SOURCE TEXT ::
--------------------------------------------------

IMF Debt Confounds Govt Officials, SBY
Jakarta. Bank Indonesia, the country’s central bank, has weighed in on a public debate on Tuesday over Indonesia’s debts to the International Monetary Fund following misunderstanding of international accounting between President Joko Widodo’s aides and political rivals.
A $9.1 billion debt created by Indonesia to the International Monetary Fund (IMF) during the Asian financial crisis in 1998 was paid off by the government in 2006, Bank Indonesia said on its official Twitter account on Tuesday.
Still, the central bank records a liability to the Fund of $2.8 billion in its balance as of the end of April, which reflects an allocation of the country’s special drawing rights (SDR).
“It is a consequence for us being an IMF member,” Bank Indonesia said.
Bank Indonesia drew SDR in early 2009 in order to boost its foreign exchange reserves to shield the country’s financial sector from the global financial crisis. IMF members are entitled to certain allocations of SDR in their reserves based on their economy’s size.
The countries can then trade SDR for hard currency with other members. SDR is not a currency and its value is determined against a basket of key international currencies — the euro, Japanese yen, pound sterling and US dollar. As of Tuesday, 1 SDR is equivalent to $1.39, according to the IMF’s website.
Still, such monetary issues might be difficult to comprehend for some of Indonesia’s politicians, who erupted in debate through national media.

--------------------------------------------------

(Lines of data)
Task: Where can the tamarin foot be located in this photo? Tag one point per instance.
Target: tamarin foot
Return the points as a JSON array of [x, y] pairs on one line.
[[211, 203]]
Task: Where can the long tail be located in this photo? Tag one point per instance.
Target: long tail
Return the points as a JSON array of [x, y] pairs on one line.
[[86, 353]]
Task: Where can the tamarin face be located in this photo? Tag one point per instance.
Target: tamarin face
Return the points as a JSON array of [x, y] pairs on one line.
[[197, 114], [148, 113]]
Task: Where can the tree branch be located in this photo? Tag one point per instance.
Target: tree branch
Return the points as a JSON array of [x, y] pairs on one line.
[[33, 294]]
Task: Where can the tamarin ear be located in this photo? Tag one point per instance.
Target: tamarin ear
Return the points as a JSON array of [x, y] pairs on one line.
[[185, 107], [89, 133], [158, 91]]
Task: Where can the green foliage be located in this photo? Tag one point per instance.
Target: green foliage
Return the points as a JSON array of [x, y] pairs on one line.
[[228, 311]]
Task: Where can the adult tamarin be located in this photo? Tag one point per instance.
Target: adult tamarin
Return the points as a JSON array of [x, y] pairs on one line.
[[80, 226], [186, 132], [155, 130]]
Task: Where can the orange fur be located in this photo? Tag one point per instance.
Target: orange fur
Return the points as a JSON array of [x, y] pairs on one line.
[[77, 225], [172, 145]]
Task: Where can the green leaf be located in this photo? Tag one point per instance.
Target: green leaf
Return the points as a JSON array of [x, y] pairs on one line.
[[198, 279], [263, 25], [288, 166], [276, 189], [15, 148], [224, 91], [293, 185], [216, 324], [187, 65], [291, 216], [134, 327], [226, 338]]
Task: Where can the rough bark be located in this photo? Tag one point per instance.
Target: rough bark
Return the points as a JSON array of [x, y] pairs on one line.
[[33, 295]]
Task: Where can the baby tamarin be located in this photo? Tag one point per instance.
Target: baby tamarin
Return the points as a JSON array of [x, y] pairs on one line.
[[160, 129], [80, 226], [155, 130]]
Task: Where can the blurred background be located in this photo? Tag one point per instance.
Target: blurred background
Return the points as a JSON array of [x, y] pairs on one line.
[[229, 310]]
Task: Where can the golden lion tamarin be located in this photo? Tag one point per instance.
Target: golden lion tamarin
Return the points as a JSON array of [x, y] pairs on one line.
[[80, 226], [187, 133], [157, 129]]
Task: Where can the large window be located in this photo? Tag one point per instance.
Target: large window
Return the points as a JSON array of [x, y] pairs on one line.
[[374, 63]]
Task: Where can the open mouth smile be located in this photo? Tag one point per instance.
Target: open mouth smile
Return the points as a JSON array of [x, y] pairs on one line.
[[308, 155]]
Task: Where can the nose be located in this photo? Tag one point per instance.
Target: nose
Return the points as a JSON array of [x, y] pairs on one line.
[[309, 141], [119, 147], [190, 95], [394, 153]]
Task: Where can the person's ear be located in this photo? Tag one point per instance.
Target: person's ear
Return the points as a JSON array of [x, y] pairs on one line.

--------------------------------------------------

WRITTEN INSTRUCTION :: According to the article on Indonesia's IMF debt, in what year did the government pay off the $9.1 billion debt from the 1998 Asian financial crisis?

THE COMPLETED TASK :: 2006